**WHAT YOU SHOULD DO**
Return every one of the lines below word for word, changing nothing.

** BEGIN EXCERPTED DATA **

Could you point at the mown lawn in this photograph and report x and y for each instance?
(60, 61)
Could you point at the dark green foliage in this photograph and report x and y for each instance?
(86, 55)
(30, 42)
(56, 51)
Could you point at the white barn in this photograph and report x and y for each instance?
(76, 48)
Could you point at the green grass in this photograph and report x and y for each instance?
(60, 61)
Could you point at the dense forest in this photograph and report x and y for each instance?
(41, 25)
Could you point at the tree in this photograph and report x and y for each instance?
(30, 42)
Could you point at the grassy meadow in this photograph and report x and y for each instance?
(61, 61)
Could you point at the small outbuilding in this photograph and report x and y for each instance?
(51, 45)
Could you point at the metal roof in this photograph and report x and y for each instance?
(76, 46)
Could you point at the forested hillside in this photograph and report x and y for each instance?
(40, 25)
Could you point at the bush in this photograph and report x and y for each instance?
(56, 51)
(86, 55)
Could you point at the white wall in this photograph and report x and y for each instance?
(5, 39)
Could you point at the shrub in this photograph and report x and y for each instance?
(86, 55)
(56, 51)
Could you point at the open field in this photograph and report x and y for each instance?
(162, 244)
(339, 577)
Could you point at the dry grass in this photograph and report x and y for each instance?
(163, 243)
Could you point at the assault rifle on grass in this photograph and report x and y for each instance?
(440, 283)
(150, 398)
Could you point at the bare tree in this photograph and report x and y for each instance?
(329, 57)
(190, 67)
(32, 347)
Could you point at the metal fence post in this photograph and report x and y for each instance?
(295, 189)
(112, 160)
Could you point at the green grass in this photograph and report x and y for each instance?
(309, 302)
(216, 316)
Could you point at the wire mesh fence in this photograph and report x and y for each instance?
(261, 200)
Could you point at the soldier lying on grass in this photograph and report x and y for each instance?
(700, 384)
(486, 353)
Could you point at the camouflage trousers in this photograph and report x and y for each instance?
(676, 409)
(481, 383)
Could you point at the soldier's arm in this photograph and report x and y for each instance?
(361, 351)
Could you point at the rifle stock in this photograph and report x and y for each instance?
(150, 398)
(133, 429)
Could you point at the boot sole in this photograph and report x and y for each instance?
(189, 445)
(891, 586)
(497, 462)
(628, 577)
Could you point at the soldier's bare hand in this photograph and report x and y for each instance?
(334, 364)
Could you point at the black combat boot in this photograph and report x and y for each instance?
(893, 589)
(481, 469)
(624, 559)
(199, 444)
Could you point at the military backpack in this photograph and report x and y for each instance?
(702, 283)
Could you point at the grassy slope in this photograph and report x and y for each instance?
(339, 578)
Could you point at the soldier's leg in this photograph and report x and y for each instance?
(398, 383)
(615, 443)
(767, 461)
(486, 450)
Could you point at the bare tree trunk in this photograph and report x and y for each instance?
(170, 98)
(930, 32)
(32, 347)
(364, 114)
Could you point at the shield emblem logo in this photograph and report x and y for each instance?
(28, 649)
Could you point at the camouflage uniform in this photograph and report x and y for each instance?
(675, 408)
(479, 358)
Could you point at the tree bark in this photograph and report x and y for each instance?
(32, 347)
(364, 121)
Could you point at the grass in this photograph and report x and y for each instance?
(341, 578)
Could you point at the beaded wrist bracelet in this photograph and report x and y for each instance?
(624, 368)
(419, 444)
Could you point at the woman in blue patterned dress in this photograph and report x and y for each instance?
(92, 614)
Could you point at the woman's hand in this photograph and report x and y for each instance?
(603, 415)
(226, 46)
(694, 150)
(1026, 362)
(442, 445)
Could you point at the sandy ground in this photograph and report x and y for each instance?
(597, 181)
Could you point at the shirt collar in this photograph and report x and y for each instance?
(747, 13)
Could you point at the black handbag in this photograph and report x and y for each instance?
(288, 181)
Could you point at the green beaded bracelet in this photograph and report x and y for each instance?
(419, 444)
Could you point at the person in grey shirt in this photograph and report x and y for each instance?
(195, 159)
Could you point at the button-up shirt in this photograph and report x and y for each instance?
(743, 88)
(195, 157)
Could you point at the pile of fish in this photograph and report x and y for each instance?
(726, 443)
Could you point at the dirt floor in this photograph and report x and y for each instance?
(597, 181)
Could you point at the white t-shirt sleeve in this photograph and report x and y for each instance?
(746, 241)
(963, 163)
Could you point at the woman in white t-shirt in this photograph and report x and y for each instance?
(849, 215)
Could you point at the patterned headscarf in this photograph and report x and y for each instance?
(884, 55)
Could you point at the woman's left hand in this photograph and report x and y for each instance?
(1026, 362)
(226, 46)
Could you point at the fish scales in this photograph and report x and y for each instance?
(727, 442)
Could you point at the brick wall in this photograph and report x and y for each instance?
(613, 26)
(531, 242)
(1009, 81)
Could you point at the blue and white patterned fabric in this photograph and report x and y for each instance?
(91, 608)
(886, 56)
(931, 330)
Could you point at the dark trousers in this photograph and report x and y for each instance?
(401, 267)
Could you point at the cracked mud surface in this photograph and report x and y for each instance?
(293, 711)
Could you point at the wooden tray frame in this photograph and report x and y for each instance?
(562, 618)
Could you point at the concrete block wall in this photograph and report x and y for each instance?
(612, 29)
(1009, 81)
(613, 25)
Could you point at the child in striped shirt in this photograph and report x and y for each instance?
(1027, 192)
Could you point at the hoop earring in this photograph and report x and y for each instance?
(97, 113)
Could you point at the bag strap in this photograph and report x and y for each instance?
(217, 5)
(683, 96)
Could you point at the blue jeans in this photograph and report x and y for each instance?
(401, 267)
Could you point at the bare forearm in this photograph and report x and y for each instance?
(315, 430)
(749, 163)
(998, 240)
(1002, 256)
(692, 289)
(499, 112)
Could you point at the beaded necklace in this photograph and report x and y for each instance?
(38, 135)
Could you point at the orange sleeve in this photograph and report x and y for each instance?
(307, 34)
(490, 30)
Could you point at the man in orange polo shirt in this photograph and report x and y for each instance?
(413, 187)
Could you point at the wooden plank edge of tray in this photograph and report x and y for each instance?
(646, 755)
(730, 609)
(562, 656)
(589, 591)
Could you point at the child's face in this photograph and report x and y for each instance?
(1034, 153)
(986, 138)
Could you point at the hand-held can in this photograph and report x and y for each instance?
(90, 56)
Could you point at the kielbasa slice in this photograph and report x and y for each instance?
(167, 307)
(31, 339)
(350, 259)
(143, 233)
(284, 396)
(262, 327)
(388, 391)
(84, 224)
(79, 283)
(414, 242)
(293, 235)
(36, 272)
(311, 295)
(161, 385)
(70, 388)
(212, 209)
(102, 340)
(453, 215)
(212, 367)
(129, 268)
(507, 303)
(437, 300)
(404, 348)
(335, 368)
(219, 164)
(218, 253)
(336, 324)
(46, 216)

** END EXCERPTED DATA **

**SOLUTION**
Could you point at the mown lawn in this photograph and report x and y for each instance?
(60, 61)
Could you point at the dark green foliage in this photograph and report x and y for each instance?
(86, 55)
(30, 42)
(56, 51)
Could you point at the white barn in this photograph and report x and y for each instance?
(76, 48)
Could you point at the green grass in this photograph and report x and y for each instance?
(60, 61)
Could you point at the dense forest in this photograph and report x and y for each instance?
(41, 25)
Could you point at the tree in this photograph and report x and y for each instance?
(30, 42)
Could you point at the grassy meadow in this photograph and report x and y for each instance?
(61, 61)
Could you point at the small outbuilding in this photograph and report x and y for each instance?
(51, 45)
Could you point at the metal roof in this photograph and report x and y for each instance?
(76, 46)
Could you point at the forested hillside in this photograph and report x and y for each instance?
(40, 25)
Could you point at the bush in this photograph and report x and y for each instance?
(56, 51)
(86, 55)
Could you point at the white wall in this photograph and report x and y for each instance?
(5, 39)
Could you point at the shrub in this photograph and report x and y for each instance?
(86, 55)
(56, 51)
Could you point at the open field in this photograph and report x and y for each instance?
(162, 244)
(339, 577)
Could you point at the dry grass in this photograph and report x and y for each instance?
(163, 243)
Could you point at the assault rifle on grass in this photograph and report x and y for each instance?
(440, 283)
(150, 398)
Could you point at the bare tree in this photograph and report x and y for each instance?
(329, 57)
(190, 67)
(32, 347)
Could you point at the metal fence post in this photograph and report x and y for each instance?
(295, 189)
(112, 160)
Could you point at the green grass in this photograph and report x and y for each instance?
(309, 302)
(216, 316)
Could you point at the wire mesh fence in this photograph and report x and y for each instance?
(261, 200)
Could you point at the soldier lying on grass in this photograph and report x and y for each instance?
(700, 384)
(486, 353)
Could you point at the camouflage trousers in this photograph and report x and y for each instance?
(676, 409)
(481, 383)
Could you point at the soldier's arm in this photograph and report x and y for each instance?
(361, 351)
Could you point at the rifle stock in this photograph and report x and y for each instance?
(150, 398)
(133, 429)
Could you point at the boot sole in this photograph and report x and y for each instance?
(189, 445)
(891, 586)
(497, 462)
(628, 577)
Could you point at the soldier's bare hand in this photograph and report x and y for each instance?
(334, 364)
Could you point at the black combat boot in this photograph and report x and y for each instance?
(893, 589)
(481, 469)
(624, 559)
(199, 444)
Could you point at the military backpack in this photograph and report x and y for each instance?
(702, 283)
Could you point at the grassy slope in this photograph and report x and y for each instance?
(339, 578)
Could you point at the soldier's leg in this photograph and report x and y for each instance?
(398, 383)
(615, 443)
(767, 461)
(486, 450)
Could you point at the bare tree trunk in this photograph and report x and y for each instance?
(170, 98)
(930, 32)
(32, 347)
(364, 114)
Could you point at the shield emblem logo in this photograph and report x and y for each instance?
(28, 649)
Could you point at the camouflage uniform in this photograph and report x and y for each instance?
(675, 408)
(479, 358)
Could you point at the tree bark in this photograph and report x and y for each instance?
(32, 347)
(364, 121)
Could you point at the grass in this photograph and report x and y for each instance?
(341, 578)
Could you point at the beaded wrist bracelet in this photograph and report x and y for each instance?
(624, 368)
(419, 444)
Could you point at the woman in blue patterned dress in this photograph and report x and y for each instance?
(92, 614)
Could you point at the woman's hand in this photograph and report x and y for each instance?
(603, 415)
(226, 46)
(694, 150)
(1026, 362)
(442, 445)
Could you point at the sandy ground in this photograph and report x and y for each instance?
(597, 181)
Could you point at the shirt collar in this photograph and report x and y for each instance?
(747, 13)
Could you point at the black handbag in this photograph and report x and y for each instance?
(288, 181)
Could you point at the green beaded bracelet in this photograph and report x and y for each instance?
(419, 444)
Could you point at the person in grey shirt in this photograph and report x and y for each instance?
(195, 159)
Could you point at the button-up shirt in this photograph and report x and y for each instance?
(743, 88)
(195, 157)
Could you point at the pile of fish in this photograph and report x and y for each instance?
(726, 443)
Could you point at the dirt floor in this photograph and report x and y for each instance?
(597, 181)
Could you point at the white t-shirt sleeve in this photograph and report x and y for each instance?
(746, 241)
(963, 163)
Could you point at the woman in white t-shirt in this photograph and report x and y for each instance?
(849, 215)
Could you point at the patterned headscarf in this photograph and report x and y for each instance?
(884, 55)
Could you point at the woman's left hand in this photograph and report x and y for each instance?
(1026, 362)
(226, 46)
Could you point at the fish scales in this photograph and report x and y for each instance?
(727, 442)
Could you point at the brick wall in this photograph and report x and y for each instance?
(613, 26)
(531, 242)
(1009, 81)
Could you point at the blue and white patterned fabric in this photograph and report x and y for each instance?
(91, 608)
(886, 56)
(931, 330)
Could you point at the dark trousers in this photograph and report x and y for each instance?
(401, 267)
Could you point at the cracked mud surface in this photograph and report x and y for each instance?
(293, 711)
Could you point at the wooden tray frame in this photograph and report x and y for each instance?
(562, 618)
Could you point at the concrete block wall in this photograph and report x and y for each instance?
(612, 29)
(1009, 81)
(613, 25)
Could you point at the child in striped shirt in this photograph and report x and y for each instance?
(1027, 192)
Could you point at the hoop earring in this photograph and report x and y for each instance?
(97, 113)
Could you point at the bag strap in this photograph and report x and y for each instance?
(217, 5)
(683, 96)
Could you point at the blue jeans in this photograph and report x and y for each instance?
(401, 267)
Could you point at the bare forearm in this photograph and report x and y for each instance?
(315, 430)
(749, 163)
(998, 240)
(1002, 256)
(692, 289)
(499, 112)
Could you point at the beaded necklace in this photograph and report x and y for each instance?
(38, 135)
Could you point at the orange sleeve in this photograph and report x and y for each instance?
(307, 34)
(490, 30)
Could you point at the man in orange polo shirt in this photograph and report x and y for each instance?
(413, 187)
Could you point at the wooden plank edge of tray in this photograph and report x and y for each instance?
(646, 755)
(730, 609)
(562, 656)
(589, 591)
Could you point at the child's face in this photograph and report x and y for each instance?
(1034, 153)
(986, 138)
Could you point at the hand-held can in this photograph and report x and y for each instance?
(90, 56)
Could you point at the kielbasa slice in this photograph and report x and y for each instance?
(167, 307)
(31, 339)
(350, 259)
(143, 233)
(284, 396)
(262, 327)
(388, 391)
(84, 224)
(79, 283)
(414, 242)
(293, 235)
(36, 272)
(311, 295)
(161, 385)
(70, 388)
(212, 209)
(102, 340)
(453, 215)
(212, 367)
(129, 268)
(507, 303)
(437, 300)
(404, 348)
(335, 368)
(219, 164)
(218, 253)
(336, 324)
(46, 216)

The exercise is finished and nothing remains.